◆ CHALLENGE
Quote, without any change, the line that contains "For the evaluation set, indicate each instance of the man's hand" and all lines that follow it to the end of the data below.

========================================

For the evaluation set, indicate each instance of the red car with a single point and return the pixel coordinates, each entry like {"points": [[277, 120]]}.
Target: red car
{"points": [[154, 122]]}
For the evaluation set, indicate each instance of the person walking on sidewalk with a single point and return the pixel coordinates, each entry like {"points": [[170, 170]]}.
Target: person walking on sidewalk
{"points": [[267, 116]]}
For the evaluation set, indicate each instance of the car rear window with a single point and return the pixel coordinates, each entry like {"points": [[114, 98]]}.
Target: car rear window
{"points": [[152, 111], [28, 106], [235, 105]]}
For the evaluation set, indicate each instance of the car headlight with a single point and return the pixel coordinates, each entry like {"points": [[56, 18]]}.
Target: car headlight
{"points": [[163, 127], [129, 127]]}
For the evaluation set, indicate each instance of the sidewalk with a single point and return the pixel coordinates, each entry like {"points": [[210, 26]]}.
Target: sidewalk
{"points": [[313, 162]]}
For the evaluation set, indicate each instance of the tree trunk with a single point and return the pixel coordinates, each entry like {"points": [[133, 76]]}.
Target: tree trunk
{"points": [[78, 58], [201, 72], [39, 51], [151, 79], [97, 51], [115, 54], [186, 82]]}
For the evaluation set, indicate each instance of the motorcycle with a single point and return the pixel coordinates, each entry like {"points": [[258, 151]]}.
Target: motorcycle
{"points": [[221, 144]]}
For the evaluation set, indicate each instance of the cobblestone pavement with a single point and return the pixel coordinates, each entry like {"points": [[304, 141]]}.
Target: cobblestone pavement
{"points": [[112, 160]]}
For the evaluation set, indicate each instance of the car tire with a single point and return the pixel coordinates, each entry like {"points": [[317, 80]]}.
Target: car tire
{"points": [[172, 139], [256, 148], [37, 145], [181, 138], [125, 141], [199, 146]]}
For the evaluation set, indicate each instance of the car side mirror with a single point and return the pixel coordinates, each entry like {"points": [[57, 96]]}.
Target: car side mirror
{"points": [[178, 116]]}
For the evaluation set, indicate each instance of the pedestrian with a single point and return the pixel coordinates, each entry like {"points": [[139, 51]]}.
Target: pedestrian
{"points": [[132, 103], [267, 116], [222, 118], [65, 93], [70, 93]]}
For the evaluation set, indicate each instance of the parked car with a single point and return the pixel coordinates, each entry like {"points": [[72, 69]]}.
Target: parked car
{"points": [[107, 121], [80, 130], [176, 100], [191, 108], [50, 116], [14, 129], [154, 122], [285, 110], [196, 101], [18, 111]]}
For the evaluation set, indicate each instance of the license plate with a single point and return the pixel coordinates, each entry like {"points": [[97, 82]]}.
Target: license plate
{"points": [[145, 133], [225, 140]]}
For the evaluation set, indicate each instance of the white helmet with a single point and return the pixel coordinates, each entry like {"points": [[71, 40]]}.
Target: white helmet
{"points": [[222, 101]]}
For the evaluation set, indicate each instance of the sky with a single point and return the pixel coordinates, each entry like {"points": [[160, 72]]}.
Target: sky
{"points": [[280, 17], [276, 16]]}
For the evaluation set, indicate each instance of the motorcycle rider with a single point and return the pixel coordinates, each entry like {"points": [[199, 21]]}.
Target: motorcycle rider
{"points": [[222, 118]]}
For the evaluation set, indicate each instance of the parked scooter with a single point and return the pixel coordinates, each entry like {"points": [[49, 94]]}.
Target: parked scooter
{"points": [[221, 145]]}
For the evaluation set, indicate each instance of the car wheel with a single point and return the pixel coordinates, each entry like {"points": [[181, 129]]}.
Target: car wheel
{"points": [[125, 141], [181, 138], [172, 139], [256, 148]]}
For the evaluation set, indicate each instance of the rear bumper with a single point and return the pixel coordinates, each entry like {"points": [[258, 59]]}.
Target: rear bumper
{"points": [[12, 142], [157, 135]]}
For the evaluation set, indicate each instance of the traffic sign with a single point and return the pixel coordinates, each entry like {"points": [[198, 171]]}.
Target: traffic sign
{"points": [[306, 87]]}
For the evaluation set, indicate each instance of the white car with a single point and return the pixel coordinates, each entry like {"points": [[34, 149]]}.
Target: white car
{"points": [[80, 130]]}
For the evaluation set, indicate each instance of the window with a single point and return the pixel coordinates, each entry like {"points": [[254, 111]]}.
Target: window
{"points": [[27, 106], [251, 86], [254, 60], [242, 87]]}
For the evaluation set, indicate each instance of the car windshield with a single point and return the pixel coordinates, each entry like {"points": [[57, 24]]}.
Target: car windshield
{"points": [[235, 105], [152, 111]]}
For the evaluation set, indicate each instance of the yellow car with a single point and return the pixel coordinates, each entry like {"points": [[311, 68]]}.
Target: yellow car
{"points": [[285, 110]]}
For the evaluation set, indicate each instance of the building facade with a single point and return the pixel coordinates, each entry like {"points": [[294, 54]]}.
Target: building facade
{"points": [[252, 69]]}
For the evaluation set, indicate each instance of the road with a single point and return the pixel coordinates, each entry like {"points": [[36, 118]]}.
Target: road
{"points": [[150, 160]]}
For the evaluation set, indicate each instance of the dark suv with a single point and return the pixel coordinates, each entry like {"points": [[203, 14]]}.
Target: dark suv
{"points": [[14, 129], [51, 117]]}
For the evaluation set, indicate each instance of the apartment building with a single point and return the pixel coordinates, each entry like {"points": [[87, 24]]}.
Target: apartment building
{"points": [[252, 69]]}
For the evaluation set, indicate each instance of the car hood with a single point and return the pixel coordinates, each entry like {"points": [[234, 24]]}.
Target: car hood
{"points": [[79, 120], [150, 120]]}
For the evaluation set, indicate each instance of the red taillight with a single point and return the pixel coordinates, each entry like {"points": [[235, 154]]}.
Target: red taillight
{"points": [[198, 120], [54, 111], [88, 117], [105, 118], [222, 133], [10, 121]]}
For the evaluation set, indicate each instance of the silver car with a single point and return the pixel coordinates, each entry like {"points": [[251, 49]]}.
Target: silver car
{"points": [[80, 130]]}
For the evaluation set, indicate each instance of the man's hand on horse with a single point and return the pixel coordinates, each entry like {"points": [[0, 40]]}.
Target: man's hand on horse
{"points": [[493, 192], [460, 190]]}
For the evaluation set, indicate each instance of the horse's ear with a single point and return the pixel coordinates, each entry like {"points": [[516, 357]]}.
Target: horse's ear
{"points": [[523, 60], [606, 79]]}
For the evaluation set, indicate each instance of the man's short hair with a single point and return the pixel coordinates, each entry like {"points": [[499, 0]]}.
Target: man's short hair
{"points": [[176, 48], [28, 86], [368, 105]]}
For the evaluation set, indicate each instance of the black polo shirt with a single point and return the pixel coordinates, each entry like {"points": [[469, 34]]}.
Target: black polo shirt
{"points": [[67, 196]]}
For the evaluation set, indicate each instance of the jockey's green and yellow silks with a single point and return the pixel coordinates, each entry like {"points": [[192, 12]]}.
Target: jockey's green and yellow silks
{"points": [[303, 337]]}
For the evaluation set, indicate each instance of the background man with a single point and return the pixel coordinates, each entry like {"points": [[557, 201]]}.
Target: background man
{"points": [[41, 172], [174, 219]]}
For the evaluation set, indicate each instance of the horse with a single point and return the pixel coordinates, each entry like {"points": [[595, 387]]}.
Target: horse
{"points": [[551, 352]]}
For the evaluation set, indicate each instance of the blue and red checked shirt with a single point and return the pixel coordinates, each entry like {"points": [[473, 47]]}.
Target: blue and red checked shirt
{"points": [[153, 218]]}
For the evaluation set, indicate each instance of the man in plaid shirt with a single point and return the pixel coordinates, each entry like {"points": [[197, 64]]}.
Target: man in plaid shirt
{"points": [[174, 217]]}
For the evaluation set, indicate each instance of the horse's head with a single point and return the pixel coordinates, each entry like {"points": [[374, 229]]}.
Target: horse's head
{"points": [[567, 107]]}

========================================

◆ THE RESULT
For the evaluation set, indicate each instance of the man's hand on horse with a single point and return the pixel coordinates, each entry like {"points": [[0, 40]]}.
Target: man's hand on horse
{"points": [[493, 192], [460, 190]]}
For the evaluation set, indicate each instance of the horse's ear with a single point and return the pixel coordinates, each entry like {"points": [[516, 357]]}.
Target: horse's ear
{"points": [[523, 60], [606, 79]]}
For the evaluation set, indicate each instance of the man's short hair with a single point and return the pixel coordinates, each entry like {"points": [[499, 0]]}.
Target: man's short hair
{"points": [[176, 48], [28, 86], [368, 105]]}
For the evaluation set, indicate each instance of the black polo shirt with a single point and return the pixel coordinates, each entry like {"points": [[469, 34]]}.
Target: black polo shirt
{"points": [[67, 196]]}
For the evaluation set, indicate each instance of the jockey's green and yellow silks with a single point and return the pixel coordinates, each entry like {"points": [[192, 12]]}.
Target: jockey's green and yellow silks
{"points": [[303, 337]]}
For the evaluation set, indicate each instance of the background man with a single point and return the pixel coordinates, each entry like {"points": [[557, 201]]}.
Target: background man
{"points": [[41, 172], [174, 219]]}
For the evaluation set, indicate each instance of the horse with a single point and return the pixel coordinates, each entry like {"points": [[595, 387]]}.
Target: horse
{"points": [[551, 352]]}
For the evaluation set, indicate each instance of the blue and red checked shirt with a single point and return the pixel coordinates, each entry like {"points": [[473, 47]]}.
Target: blue and red checked shirt
{"points": [[153, 218]]}
For the evaluation set, indicate each instance of the man in plaid shirt with a single point and return the pixel coordinates, each entry like {"points": [[197, 64]]}.
Target: man in plaid shirt
{"points": [[174, 217]]}
For the evaluation set, indicate each instance of the horse's head with a single point and return the pixel coordinates, each entry like {"points": [[374, 229]]}.
Target: horse's head
{"points": [[567, 107]]}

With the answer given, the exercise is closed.